── Page

Please excuse our lack of updates on "YAH Yaps!". Since our launch back in August at the U.S. Open of Surfing in Huntington Beach, CA, we have been working diligently, expanding the YAHglobal.Com network. Our time in Orange County, California was amazing and we will continue to provide you with even more travel and entertainment information on the area in the near future.

 

We have spent the last two months in Mexico. Correction, the YAH Travel Team was in Mexico while yours truly was stuck at head office editing the content the team would send over on a daily basis, you know, doing my job. We launched many of your requested favorite cities in the region along with some very interesting articles about items ranging from touring the mysterious Mayan Ruins to discovering the best tequila related activites in the founding home of your favorite or feared shot glass filler.

────

_Prompt A_: According to the update, where did the YAH Travel Team spend the last two months?
_Prompt B_: Reproduce word for word the part of the update starting with "Please excuse our" and going on through "shot glass filler.".
The entries are not needed for anything asked here.

── Record excerpts

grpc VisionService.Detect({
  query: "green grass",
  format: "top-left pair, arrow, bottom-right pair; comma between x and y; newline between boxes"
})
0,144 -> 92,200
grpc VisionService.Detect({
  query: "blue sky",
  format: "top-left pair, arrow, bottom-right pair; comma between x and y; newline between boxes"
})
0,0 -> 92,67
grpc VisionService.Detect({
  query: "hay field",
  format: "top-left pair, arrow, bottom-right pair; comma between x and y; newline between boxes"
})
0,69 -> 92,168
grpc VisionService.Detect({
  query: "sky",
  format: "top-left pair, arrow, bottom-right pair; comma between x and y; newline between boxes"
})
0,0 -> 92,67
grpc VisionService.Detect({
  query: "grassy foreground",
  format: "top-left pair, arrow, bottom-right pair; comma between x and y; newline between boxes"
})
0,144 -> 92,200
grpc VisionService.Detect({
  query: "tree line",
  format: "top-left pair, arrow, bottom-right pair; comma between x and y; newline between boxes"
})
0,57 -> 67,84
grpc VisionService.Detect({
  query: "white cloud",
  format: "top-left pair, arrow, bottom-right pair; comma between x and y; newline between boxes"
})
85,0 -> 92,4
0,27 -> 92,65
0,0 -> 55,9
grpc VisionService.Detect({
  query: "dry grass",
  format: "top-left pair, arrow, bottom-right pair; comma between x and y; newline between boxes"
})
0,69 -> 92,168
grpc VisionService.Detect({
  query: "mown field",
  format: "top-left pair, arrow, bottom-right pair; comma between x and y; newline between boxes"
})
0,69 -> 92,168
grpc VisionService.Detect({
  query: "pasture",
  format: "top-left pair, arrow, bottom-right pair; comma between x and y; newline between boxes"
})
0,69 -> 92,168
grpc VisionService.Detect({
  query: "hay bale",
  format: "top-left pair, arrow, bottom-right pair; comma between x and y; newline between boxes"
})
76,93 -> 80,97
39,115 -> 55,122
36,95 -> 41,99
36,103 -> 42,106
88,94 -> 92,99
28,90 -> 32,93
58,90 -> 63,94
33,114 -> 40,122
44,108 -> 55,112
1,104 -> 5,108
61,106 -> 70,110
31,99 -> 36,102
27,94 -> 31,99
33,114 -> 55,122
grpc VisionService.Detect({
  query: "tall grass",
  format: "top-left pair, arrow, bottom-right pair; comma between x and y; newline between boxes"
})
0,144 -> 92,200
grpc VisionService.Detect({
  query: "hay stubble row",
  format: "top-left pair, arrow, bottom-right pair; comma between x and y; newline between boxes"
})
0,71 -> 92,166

────

_Solution A_: Mexico

_Solution B_:
Please excuse our lack of updates on "YAH Yaps!". Since our launch back in August at the U.S. Open of Surfing in Huntington Beach, CA, we have been working diligently, expanding the YAHglobal.Com network. Our time in Orange County, California was amazing and we will continue to provide you with even more travel and entertainment information on the area in the near future.

 

We have spent the last two months in Mexico. Correction, the YAH Travel Team was in Mexico while yours truly was stuck at head office editing the content the team would send over on a daily basis, you know, doing my job. We launched many of your requested favorite cities in the region along with some very interesting articles about items ranging from touring the mysterious Mayan Ruins to discovering the best tequila related activites in the founding home of your favorite or feared shot glass filler.